:: REQUIREMENT ::
Express every line of the listing below as a JSON list of strings, one string per line, leaving out blank lines.

:: RECORDS SUPPLIED ::
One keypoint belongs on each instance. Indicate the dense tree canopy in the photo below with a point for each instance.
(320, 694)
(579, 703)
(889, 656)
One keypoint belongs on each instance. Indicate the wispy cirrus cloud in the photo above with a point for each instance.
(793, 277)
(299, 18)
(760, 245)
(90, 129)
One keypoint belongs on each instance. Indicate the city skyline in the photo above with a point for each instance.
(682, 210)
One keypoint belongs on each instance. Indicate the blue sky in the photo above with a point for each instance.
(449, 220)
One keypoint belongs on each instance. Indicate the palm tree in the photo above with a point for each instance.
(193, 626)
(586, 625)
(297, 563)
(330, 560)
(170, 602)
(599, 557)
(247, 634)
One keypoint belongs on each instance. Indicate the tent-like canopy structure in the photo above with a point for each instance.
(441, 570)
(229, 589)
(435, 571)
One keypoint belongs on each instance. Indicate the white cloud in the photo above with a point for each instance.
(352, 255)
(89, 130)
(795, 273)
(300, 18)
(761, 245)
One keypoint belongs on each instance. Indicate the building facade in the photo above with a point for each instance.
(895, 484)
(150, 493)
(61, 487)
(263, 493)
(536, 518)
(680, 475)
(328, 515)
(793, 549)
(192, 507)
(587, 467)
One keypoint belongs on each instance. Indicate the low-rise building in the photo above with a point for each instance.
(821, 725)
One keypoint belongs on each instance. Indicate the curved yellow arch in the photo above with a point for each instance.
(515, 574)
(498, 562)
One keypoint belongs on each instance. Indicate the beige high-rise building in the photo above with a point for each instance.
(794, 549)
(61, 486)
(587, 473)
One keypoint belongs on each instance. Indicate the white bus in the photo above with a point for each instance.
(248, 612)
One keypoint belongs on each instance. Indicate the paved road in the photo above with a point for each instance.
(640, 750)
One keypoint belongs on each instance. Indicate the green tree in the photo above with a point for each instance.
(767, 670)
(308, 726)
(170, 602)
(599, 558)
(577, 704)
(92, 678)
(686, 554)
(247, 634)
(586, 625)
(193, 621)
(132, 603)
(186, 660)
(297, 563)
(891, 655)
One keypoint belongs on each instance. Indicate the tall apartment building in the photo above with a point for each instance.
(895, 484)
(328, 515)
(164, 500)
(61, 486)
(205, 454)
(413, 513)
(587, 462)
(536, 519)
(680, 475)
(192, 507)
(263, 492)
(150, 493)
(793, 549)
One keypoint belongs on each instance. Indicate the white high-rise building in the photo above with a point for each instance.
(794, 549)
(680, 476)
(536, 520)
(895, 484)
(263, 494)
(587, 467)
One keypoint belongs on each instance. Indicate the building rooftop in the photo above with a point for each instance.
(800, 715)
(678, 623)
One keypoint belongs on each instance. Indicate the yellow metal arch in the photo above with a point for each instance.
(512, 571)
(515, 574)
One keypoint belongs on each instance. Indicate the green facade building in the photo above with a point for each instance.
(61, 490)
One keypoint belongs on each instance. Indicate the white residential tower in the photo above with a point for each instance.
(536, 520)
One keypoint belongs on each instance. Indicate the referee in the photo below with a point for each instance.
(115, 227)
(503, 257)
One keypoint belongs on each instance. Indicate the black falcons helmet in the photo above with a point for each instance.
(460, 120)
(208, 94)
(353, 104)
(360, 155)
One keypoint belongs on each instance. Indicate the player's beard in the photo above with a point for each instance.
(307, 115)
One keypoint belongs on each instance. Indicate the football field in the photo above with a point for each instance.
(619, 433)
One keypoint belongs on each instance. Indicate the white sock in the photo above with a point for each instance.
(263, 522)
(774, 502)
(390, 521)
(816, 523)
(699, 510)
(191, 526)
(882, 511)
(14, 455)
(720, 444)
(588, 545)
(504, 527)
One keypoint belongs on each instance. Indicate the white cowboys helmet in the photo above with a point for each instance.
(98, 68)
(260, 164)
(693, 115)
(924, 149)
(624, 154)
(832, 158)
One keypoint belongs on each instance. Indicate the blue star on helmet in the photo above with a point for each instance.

:: WRITTEN REPLY ::
[
  "One keypoint belongs on each instance. Indicate the dense tree canopy in the photo below with a point for each instance.",
  "(320, 694)",
  "(579, 703)",
  "(889, 656)",
  "One keypoint belongs on each instance. Indicate the wispy cirrus cloud in the photo above with a point for each instance.",
  "(793, 277)",
  "(299, 18)",
  "(760, 245)",
  "(90, 129)",
  "One keypoint belongs on each instance. Indicate the city skyline in the photo above with a point for each instance.",
  "(682, 210)",
  "One keypoint belongs on each instance. Indicate the blue sky in the photo above with a point for each instance.",
  "(449, 220)",
  "One keypoint belongs on each instance. Indicate the palm tree in the photo above with a point for each instance.",
  "(193, 626)",
  "(586, 625)",
  "(297, 563)",
  "(330, 560)",
  "(170, 602)",
  "(599, 557)",
  "(247, 634)",
  "One keypoint belongs on each instance. Indicate the tent-like canopy structure in the photo above with a point for each instance.",
  "(441, 570)",
  "(229, 589)",
  "(435, 571)",
  "One keypoint belongs on each instance. Indicate the white cloud in the photo above with a point for each instance.",
  "(352, 255)",
  "(89, 130)",
  "(795, 273)",
  "(300, 18)",
  "(761, 245)",
  "One keypoint belongs on each instance. Indicate the building facade in the photo above with a point for each instance.",
  "(895, 484)",
  "(150, 493)",
  "(61, 487)",
  "(263, 493)",
  "(536, 518)",
  "(680, 475)",
  "(328, 515)",
  "(793, 549)",
  "(192, 507)",
  "(587, 467)",
  "One keypoint belongs on each instance. Indicate the low-rise building in the photo above with a point for each instance.",
  "(821, 725)",
  "One keypoint belongs on each instance. Indicate the curved yellow arch in the photo above with a point for each instance.",
  "(515, 574)",
  "(498, 562)",
  "One keypoint belongs on each instance. Indicate the beige high-rise building in the photo above with a point for each instance.",
  "(794, 549)",
  "(61, 486)",
  "(587, 473)",
  "One keypoint belongs on each instance. Indicate the white bus in the photo above with a point for each instance.",
  "(248, 612)",
  "One keypoint belongs on each instance. Indicate the paved road in the photo above with a point for each instance.",
  "(640, 750)",
  "One keypoint belongs on each instance. Indicate the green tree in the photo above with a point for each instance.",
  "(767, 670)",
  "(308, 726)",
  "(170, 602)",
  "(599, 558)",
  "(577, 704)",
  "(92, 678)",
  "(686, 554)",
  "(247, 634)",
  "(586, 625)",
  "(193, 621)",
  "(132, 603)",
  "(186, 660)",
  "(297, 563)",
  "(891, 655)",
  "One keypoint belongs on each instance. Indicate the tall apartment building in the photo above with a point for each instance.",
  "(895, 484)",
  "(328, 515)",
  "(164, 500)",
  "(61, 486)",
  "(205, 454)",
  "(413, 513)",
  "(587, 462)",
  "(536, 519)",
  "(680, 475)",
  "(192, 507)",
  "(263, 492)",
  "(150, 493)",
  "(793, 549)",
  "One keypoint belongs on each instance. Indicate the white high-rise building in the photo above with a point for each instance.",
  "(794, 549)",
  "(680, 476)",
  "(536, 520)",
  "(895, 484)",
  "(263, 494)",
  "(587, 467)",
  "One keypoint belongs on each instance. Indicate the building rooftop in the photo above with a point for each instance.",
  "(800, 715)",
  "(678, 623)",
  "One keypoint belongs on each instance. Indicate the yellow metal arch in the photo above with a point for each instance.",
  "(512, 571)",
  "(515, 574)",
  "One keypoint belongs on each instance. Indicate the green facade building in the photo above with a point for each instance.",
  "(61, 490)",
  "One keypoint belongs on each instance. Indicate the white residential tower in the photo above with a point for each instance.",
  "(536, 520)",
  "One keypoint belongs on each instance. Indicate the referee in the photo below with a point for each instance.",
  "(115, 227)",
  "(503, 257)",
  "One keypoint belongs on each instance. Indicate the black falcons helmet in the photo above with a point for each instance.",
  "(460, 120)",
  "(208, 94)",
  "(353, 104)",
  "(360, 155)",
  "One keypoint belongs on each instance. Indicate the player's beard in the photo above with a point for each instance.",
  "(307, 115)",
  "One keypoint belongs on each instance. Indicate the football field in the photo above with a point for each instance.",
  "(619, 433)",
  "One keypoint belongs on each instance. Indicate the white sock in the photo above with a point for each instance.",
  "(263, 522)",
  "(774, 502)",
  "(390, 521)",
  "(816, 523)",
  "(699, 510)",
  "(191, 526)",
  "(882, 511)",
  "(14, 455)",
  "(720, 444)",
  "(588, 545)",
  "(504, 527)",
  "One keypoint belongs on each instance. Indicate the white cowboys helmet in the photo above with a point for each instance.",
  "(98, 68)",
  "(260, 164)",
  "(693, 115)",
  "(924, 149)",
  "(624, 154)",
  "(832, 158)",
  "One keypoint belongs on each instance. Indicate the blue star on helmet in the photo above with a point for each instance."
]